WHAT YOU SHOULD DO: From the first line to the last, retype the data below exactly.

SUPPLIED RECORDS:
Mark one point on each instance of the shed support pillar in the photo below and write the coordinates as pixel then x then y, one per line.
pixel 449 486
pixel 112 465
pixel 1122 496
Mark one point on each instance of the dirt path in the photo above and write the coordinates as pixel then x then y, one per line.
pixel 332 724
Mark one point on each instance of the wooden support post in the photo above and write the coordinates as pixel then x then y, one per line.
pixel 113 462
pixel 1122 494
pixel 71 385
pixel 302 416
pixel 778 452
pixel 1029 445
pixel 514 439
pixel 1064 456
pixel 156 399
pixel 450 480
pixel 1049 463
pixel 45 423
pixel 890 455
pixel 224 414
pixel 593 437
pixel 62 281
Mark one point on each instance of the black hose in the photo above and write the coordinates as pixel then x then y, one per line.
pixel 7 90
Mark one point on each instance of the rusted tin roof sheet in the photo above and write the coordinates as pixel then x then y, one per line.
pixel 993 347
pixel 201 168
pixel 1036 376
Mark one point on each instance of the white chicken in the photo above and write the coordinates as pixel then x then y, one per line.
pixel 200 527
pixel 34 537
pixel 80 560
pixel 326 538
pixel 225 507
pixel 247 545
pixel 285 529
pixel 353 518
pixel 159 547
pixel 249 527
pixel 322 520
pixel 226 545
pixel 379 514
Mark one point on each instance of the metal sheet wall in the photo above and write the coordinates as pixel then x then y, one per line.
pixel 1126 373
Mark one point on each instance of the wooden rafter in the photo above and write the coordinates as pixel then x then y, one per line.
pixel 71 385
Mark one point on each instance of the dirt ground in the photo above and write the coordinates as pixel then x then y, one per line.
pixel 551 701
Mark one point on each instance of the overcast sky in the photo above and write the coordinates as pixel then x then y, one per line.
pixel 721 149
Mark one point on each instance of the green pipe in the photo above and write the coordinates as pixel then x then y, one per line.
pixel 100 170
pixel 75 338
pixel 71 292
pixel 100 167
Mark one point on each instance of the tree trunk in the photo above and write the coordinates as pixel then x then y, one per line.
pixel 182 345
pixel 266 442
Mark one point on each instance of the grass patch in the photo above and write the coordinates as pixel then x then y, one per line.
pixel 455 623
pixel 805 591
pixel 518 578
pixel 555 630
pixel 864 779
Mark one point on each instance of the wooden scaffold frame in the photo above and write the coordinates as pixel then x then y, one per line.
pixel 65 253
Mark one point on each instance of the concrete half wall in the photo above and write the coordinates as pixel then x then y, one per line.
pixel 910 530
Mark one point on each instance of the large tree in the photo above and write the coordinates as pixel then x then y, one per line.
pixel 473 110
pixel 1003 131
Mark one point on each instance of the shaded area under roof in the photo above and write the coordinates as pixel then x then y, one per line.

RESULT OF THE EXERCISE:
Mark one point on each instance of the shed support pillar in the photo below and write the coordinates as pixel then x then y, one per line.
pixel 449 486
pixel 112 465
pixel 1122 496
Mark one point on each instance of the dirt path in the photo above and write the coordinates as pixel then x then y, one per line.
pixel 332 724
Mark one point on each instance of the wooden support post in the photo above and write the coordinates as pixel then x then y, one per line.
pixel 113 462
pixel 1122 494
pixel 71 385
pixel 302 416
pixel 778 452
pixel 1029 445
pixel 514 439
pixel 1064 456
pixel 156 399
pixel 450 480
pixel 1049 463
pixel 45 423
pixel 890 455
pixel 224 414
pixel 593 437
pixel 62 281
Mark one point on each instance of the black hose in the photo above and write the coordinates as pixel then x then y, one per line.
pixel 7 90
Mark one point on each instance of the rusted tin roof sheet in the photo above and write the coordinates as pixel then x then y, one per line.
pixel 993 347
pixel 201 168
pixel 1036 376
Mark one point on each instance of the white chicken in the photo above and write the coordinates as pixel then x then y, one per line.
pixel 200 527
pixel 34 537
pixel 80 560
pixel 326 538
pixel 225 507
pixel 247 545
pixel 285 529
pixel 353 518
pixel 159 547
pixel 249 527
pixel 322 520
pixel 226 545
pixel 379 514
Mark one point on each instance of the metal sheet wall in the photo above and write the coordinates as pixel then x then y, one per line.
pixel 1126 373
Mark one point on each instance of the wooden rafter in the photo above and write the coordinates as pixel then x then y, one per line.
pixel 71 385
Mark one point on each instance of the dirt ground in the photo above and write the coordinates as pixel then x then y, one per line.
pixel 551 701
Mark one point on each instance of the overcast sky in the photo above and write the coordinates as pixel then x then y, one per line.
pixel 721 149
Mark one point on each instance of the green pipe in the photo above and write the coordinates as pixel then x then y, one per line.
pixel 100 170
pixel 75 338
pixel 71 292
pixel 100 167
Mark one point on each instance of the tree trunk in the photo above and write the coordinates as pixel then x then y, one per line.
pixel 182 345
pixel 266 442
Mark one point on each instance of the grass patch in the photo above and write the coordinates as pixel then x then y, one per line.
pixel 455 623
pixel 805 591
pixel 518 578
pixel 555 630
pixel 864 779
Mark one point on each instance of the wooden scaffold frame in the photo above and write the coordinates as pixel then x then y, one per line.
pixel 65 253
Mark one point on each instance of the concrete half wall in the photo above and write the coordinates as pixel then x then y, one per line.
pixel 910 530
Mark one point on each instance of the large tree in the photo above and write the coordinates as pixel then x then y, one per line.
pixel 473 110
pixel 1003 131
Mark one point on each instance of the shaded area under roof in the photo above and write the coordinates as pixel then x then y, one per line.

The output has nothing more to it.